Like Warren Buffett says, true risk comes from ignorance, and you can eliminate most risk if you really understand the company you’re buying, and you’re buying it at a good value, you understand how to hedge, you understand how to set proper risk exits. There are lots of ways that you can manage your risk, but a way to manage risk, figuring out at least a way to manage your risk is the number one most important thing.
Monetary Metals:
What do you think the gold people are missing about Bitcoin and crypto that they could actually benefit by learning from? And what do you think vice versa, the crypto people are missing when it comes to gold?
Joe Brown:
Crypto people are missing when it comes to gold is the Lindy effect. Gold has maintained its purchasing power and grown its purchasing power for 5,000 years. Something like that will not be displaced easily. And it has survived through a transition to fiat currency around the globe, a pure fiat financial system, and survived a transition to digital fiat. Those are two massive shifts that gold has survived and thrived through, and it has still maintained and grown its purchasing power. Again, it’s got a 5,000-year track record. It will not be displaced easily. Something that gold people are not getting about, I would say Bitcoin because I don’t like crypto. I do like Bitcoin. Something that gold people are not getting about Bitcoin is that unless we have a return to the… Nuclear Holocaust wipes out all technology, nobody will ever use gold coins as money again. We’re not going to be using physical transfers of gold ownership. Paper, the technology of paper, which represented ownership of gold, replaced gold as money hundreds of years ago. That’s gone. And that’s what paper is. It’s just a technology that transfers the ownership of gold rather than the physical moving of gold.
And so if gold does get used as regular everyday transaction money again, it will be the digital ownership of that gold being transferred, not the movement of physical gold from vault to vault. Which means if you’re going to be just transferring digital ownership of an asset, then fundamentally, there is a very little difference between Bitcoin and gold. And the differences mean that gold does have some advantages, Bitcoin does have some advantages, and people may choose Bitcoin. Whether you agree with it or not, money is a winner-take-all game. And if people choose Bitcoin over the long term, its value will go up a lot more than the value of gold will go up.

#### Material shown:
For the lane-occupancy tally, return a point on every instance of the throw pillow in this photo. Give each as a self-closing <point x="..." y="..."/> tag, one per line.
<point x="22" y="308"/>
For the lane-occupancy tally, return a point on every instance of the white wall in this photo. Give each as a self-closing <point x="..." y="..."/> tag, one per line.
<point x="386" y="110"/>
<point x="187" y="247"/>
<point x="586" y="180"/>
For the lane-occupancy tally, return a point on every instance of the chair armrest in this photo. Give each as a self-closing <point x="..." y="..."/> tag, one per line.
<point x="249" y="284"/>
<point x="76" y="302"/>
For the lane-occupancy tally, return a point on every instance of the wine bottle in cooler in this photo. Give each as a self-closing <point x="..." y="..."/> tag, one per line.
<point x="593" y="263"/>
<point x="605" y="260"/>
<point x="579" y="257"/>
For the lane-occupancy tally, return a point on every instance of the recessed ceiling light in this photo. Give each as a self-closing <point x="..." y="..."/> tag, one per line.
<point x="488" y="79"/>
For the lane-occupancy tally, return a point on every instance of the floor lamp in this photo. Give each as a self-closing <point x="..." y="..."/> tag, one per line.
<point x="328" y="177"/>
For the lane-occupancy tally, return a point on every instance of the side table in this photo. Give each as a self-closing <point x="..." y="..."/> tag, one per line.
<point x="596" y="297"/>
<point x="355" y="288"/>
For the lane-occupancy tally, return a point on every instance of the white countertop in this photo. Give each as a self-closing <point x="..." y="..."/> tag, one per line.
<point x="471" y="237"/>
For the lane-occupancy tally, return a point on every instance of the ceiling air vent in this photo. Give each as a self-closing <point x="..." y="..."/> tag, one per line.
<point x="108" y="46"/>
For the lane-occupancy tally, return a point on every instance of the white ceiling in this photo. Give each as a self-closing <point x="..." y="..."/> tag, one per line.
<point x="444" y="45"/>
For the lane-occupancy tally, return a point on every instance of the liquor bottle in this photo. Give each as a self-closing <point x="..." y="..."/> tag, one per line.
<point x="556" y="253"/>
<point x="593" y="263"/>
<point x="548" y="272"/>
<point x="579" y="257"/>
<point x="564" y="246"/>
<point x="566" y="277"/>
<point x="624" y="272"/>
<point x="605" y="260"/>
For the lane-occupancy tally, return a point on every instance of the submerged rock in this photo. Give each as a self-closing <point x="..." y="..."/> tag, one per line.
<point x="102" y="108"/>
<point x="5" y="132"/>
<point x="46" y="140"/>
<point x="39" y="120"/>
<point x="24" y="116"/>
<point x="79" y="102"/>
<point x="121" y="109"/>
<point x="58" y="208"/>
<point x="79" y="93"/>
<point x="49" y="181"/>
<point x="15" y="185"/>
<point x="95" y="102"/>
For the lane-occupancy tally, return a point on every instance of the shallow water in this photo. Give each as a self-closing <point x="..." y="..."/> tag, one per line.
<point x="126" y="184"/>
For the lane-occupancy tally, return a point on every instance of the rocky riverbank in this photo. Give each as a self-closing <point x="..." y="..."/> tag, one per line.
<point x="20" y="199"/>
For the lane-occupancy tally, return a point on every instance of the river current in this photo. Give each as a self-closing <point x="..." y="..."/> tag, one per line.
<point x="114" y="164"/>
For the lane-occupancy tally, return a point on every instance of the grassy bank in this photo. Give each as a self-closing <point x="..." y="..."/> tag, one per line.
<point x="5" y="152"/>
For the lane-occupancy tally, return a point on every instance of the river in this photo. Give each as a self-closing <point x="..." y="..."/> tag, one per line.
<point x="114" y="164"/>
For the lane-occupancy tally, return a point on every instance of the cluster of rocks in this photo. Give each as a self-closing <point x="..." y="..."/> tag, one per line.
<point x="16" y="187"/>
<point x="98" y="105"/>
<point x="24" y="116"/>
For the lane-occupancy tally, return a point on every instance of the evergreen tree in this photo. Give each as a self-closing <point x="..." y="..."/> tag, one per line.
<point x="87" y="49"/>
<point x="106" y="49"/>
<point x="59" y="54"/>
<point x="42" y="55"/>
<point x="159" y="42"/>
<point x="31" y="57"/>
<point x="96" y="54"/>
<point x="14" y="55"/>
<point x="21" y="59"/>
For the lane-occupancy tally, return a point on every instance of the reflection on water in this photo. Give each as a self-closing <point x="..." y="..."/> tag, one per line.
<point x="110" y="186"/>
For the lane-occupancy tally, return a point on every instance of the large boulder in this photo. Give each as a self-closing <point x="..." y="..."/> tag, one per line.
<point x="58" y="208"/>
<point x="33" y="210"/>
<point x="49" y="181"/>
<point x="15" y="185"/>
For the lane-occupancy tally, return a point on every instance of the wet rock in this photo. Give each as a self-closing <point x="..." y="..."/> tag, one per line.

#### Written tasks:
- a) Answer each question briefly from the interview excerpt on gold and Bitcoin.
(i) According to the Warren Buffett view cited at the start, what does true risk come from?
(ii) What effect does Joe Brown say crypto people are missing when it comes to gold?
(iii) What kind of game does he call money?
- b) Carry on the interview excerpt on gold and Bitcoin, starting after its final sentence.

#### Responses:
- a)
(i) Ignorance.
(ii) The Lindy effect.
(iii) A winner-take-all game.

- b)
Monetary Metals:
Very, very cool. Joe, what is the best investment that you’ve made that’s not been a financial investment? So something you’ve invested and you’ve said, This was a great investment, but had nothing to do with finances.
Joe Brown:
Probably my wife. Choosing the right woman to marry. That was not a financial investment, but it has produced wild returns in terms of both money, financial returns, and just overall life satisfaction, marrying somebody who’s your best friend that you trust with anything that you want to hang out with that person more than you want to hang out with anybody else. That’s one. Number two is having kids early. This is a little bit of an accident, but I ended up having kids earlier than I had planned on, and definitely by far the best the best thing to ever happen. There’s nothing in life that will give you more joy and satisfaction than raising kids. That doesn’t mean that it’s not difficult because it takes effort, but anything in life worth doing takes some effort. Then I would say this does lean more towards financial, but the jobs, many people get sucked into the idea that you need to get better and better jobs for better and better income, for more and more wealth. Jobs are for learning, not for earning any. If you approach jobs with the idea that I’m here to get a return on my investment in terms of the skills that I’m acquiring, and then you start stacking those skills together, you will make a lot more money from that rather than just looking at the job itself as being there for earning.
Jobs are for learning, not for earning.
Monetary Metals:
What’s something as a parent that you think most parents should be telling kids about money but aren’t?
Joe Brown:
Make as much as possible, keep as much as possible, and give as much as possible. So with money, you want to make as much of it as possible by increasing your income, stacking skills, starting a business, whatever you can do to make as much as possible. You want to save as much of that as possible because it’s possible to outspend any income. We’ve all heard about the professional athletes and lottery winners who lose it No matter how much money you have, you can always spend it all. It’s about the difference. It’s about what you keep, not what you make. You have to make as much as possible because you can’t coupon clip your way to prosperity. You have to save as much of it as possible because that’s where you actually create your wealth from. Then the most important is you give as much as possible. I don’t think there’s anything more satisfying to do with money than to give it away. The more you make and the more you save, the more you can give away. I think wealth is by and large demonized because people don’t have it, so they want to feel better about not having it.
So they demonize wealth and look down on people who have created it. And so they implicitly create a worldview raising their kids that money is not something to be sought, but money is a tool, and it allows you to live the life that you think you should be living. And it amplifies. So if you’re evil and you have a lot of money, you’re going to do a lot of evil things. It’s a tool. It just amplifies human behavior. But if you are a good person, you want to change the world, and you want to do good for people, and you want to make the lives of the people around you better, and you want to give as much as possible, the more money you have, the better you’re going to be able to do that. And so it should be praised. It should be looked at as something that is good, a moral good, not a moral neutral or even a moral evil, and make as much as you can, save as much as you can, and give as much as you can.
Monetary Metals:
Joe, what’s a question I should be asking all future guests of the Gold Exchange podcast?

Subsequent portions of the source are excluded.